EXERCISE BRIEF
Set down the stretch of the material below from its beginning through the line containing "220 200 239 221", reproducing every character unchanged and omitting the pictures.
>> Start
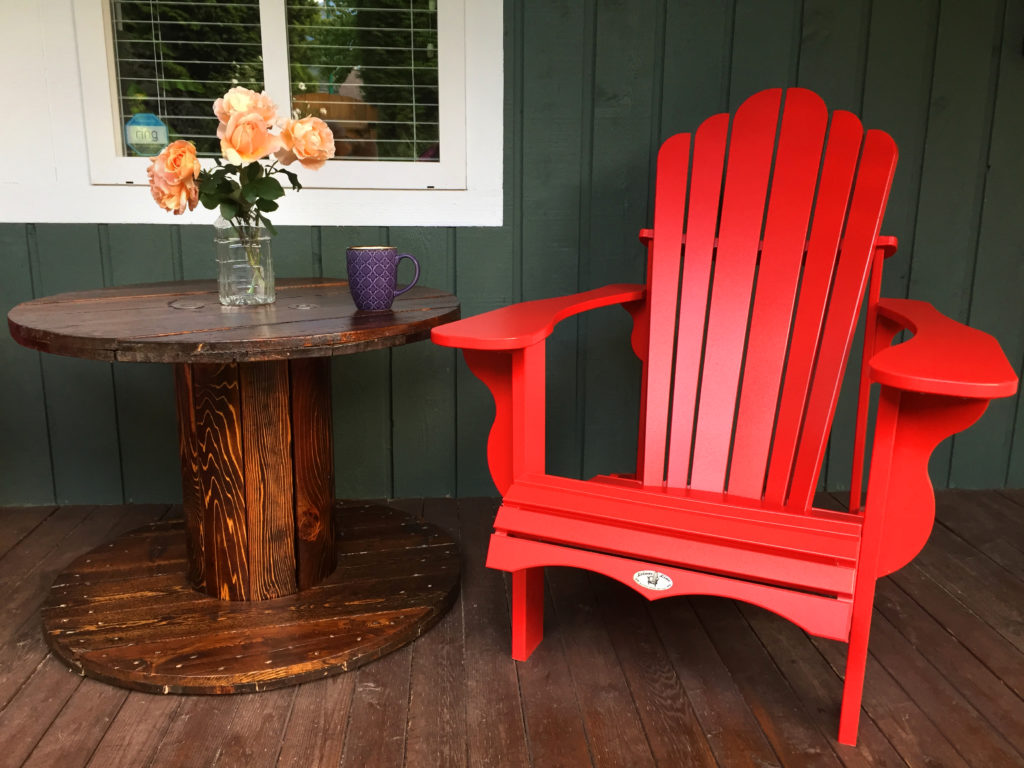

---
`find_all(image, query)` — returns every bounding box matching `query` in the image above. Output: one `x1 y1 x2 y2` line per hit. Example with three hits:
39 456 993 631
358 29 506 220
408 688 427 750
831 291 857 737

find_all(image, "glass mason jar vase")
213 217 275 306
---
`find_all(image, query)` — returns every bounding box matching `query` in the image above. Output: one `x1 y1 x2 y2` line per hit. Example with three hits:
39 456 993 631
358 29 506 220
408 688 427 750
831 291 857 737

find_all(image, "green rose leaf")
249 176 285 201
278 168 302 191
242 163 263 185
257 213 278 234
220 200 239 221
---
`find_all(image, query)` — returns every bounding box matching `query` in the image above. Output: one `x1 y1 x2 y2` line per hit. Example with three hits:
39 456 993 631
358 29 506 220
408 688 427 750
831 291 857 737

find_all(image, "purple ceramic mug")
345 246 420 309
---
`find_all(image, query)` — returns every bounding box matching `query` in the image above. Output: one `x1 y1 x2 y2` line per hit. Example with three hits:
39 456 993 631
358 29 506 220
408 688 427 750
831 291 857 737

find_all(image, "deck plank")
458 499 530 768
649 599 781 766
592 578 717 768
406 500 466 768
547 568 654 768
0 492 1024 768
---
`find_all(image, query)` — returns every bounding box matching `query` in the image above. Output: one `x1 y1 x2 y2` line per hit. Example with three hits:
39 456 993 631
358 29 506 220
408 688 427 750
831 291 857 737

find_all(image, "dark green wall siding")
0 0 1024 504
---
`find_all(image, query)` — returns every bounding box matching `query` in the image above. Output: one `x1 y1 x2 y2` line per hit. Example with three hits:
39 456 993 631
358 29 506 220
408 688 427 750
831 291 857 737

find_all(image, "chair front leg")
463 341 545 496
512 567 544 662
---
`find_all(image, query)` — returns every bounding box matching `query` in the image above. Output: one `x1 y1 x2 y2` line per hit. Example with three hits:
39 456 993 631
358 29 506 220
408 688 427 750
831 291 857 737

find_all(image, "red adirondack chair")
433 88 1017 744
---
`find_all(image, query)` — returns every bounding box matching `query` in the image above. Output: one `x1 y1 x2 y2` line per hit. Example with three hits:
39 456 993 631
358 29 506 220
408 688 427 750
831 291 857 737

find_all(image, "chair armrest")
870 299 1017 399
431 285 645 349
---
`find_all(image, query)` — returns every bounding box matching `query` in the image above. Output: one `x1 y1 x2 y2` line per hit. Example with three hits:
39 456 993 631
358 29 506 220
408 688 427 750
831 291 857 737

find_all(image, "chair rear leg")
839 579 874 746
512 567 544 662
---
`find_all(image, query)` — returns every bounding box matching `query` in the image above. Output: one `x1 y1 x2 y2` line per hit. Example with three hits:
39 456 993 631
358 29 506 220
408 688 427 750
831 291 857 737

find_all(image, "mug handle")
394 253 420 296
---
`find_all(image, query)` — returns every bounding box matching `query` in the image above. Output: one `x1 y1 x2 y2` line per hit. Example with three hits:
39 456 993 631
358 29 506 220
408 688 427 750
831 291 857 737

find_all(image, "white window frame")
0 0 504 226
75 0 466 189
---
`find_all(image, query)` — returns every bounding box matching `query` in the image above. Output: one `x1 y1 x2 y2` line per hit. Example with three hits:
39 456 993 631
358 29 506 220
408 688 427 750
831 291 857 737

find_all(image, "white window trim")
0 0 504 226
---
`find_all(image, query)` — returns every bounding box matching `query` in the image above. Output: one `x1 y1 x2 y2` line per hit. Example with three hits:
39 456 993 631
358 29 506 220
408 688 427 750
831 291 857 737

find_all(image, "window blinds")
111 0 440 161
111 0 263 156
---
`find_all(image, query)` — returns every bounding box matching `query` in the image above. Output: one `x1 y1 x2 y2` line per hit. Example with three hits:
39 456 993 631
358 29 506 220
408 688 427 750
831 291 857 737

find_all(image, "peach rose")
146 139 200 216
213 86 278 138
217 112 281 165
275 118 334 170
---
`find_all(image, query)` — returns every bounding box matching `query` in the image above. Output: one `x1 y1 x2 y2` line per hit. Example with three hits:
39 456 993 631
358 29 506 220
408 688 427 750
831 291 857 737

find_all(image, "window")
>> End
EXERCISE SOLUTION
---
`find_all(image, query)` — returns every bounding box matching `query` in the image above. Output: one `x1 y1 x2 y2` line per hit. Example with three hits:
39 456 993 631
358 29 506 220
408 688 427 750
831 291 857 737

find_all(image, "glass mason jar vase")
213 217 275 306
---
`find_all(image, query)` — returns every bounding box matching `query` in the image above. Output: one `x1 y1 x2 y2` line per hit. Example with three hits:
39 456 993 631
358 29 506 220
408 688 427 750
831 291 857 737

find_all(image, "green rose leaf")
249 176 285 201
278 168 302 191
242 163 263 185
257 213 278 234
220 200 239 221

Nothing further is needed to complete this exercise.